[Material supplied Boundary: Start]

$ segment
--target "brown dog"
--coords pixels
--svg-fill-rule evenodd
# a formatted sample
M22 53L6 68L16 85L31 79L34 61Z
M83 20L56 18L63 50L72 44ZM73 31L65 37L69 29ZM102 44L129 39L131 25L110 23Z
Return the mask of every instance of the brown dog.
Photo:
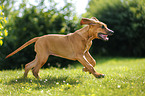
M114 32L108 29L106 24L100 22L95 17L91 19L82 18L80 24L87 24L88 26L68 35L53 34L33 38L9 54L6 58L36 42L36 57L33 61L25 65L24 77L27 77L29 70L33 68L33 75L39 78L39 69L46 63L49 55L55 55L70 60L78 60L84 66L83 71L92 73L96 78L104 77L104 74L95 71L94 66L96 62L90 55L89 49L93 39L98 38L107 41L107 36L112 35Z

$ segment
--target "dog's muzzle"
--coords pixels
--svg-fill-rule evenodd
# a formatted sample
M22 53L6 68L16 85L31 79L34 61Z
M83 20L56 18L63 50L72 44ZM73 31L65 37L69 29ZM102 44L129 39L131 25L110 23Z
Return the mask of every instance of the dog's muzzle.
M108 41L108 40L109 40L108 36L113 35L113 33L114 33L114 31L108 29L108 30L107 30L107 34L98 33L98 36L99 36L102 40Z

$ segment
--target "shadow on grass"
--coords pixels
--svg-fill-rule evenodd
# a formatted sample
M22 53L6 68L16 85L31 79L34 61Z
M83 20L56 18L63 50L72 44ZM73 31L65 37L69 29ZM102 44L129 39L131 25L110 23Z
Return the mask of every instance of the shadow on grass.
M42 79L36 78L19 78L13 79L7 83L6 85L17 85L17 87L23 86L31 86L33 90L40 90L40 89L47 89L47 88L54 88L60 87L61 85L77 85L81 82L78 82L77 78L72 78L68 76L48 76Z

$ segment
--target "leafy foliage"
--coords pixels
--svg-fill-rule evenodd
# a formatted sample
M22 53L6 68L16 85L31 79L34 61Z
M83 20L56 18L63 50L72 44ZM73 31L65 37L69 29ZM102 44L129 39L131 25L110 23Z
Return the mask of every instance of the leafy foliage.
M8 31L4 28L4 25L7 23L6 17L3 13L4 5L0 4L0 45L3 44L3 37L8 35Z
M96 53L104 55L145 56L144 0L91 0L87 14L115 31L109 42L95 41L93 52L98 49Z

[Material supplied Boundary: End]
[Material supplied Boundary: Start]

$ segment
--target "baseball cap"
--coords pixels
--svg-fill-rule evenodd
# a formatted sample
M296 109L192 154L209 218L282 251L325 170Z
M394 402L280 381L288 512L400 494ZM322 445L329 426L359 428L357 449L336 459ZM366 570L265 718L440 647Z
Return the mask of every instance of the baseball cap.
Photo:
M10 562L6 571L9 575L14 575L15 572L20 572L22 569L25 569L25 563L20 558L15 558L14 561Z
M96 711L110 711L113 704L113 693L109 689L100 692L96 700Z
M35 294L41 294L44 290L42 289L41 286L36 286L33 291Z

[Material supplied Boundary: End]

What is needed: Every line in the records above with the string "brown" in it should be shown.

Result of the exercise:
--target "brown dog"
Return the mask of every instance of the brown dog.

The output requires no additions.